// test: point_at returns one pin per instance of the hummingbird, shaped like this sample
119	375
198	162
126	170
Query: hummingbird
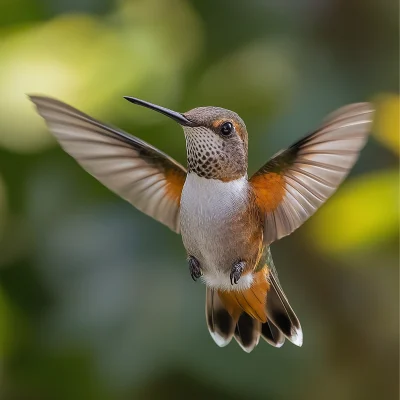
227	219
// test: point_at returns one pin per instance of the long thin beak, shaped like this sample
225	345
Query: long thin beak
178	117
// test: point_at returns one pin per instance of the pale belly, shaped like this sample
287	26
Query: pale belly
211	230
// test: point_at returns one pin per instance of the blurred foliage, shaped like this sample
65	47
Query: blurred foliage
95	298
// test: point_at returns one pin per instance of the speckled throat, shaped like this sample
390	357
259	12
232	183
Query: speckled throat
212	157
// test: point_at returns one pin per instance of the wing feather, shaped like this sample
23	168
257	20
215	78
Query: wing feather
292	185
130	167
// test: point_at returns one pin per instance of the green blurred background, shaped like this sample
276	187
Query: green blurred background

--------------------------------

Exercise brief: Only lines with the word "green" go in the answer. Take them all from the entries above.

Task answer:
// test: point_at returns one pin per instance of the green blurred background, shaped like this sample
Query: green blurred background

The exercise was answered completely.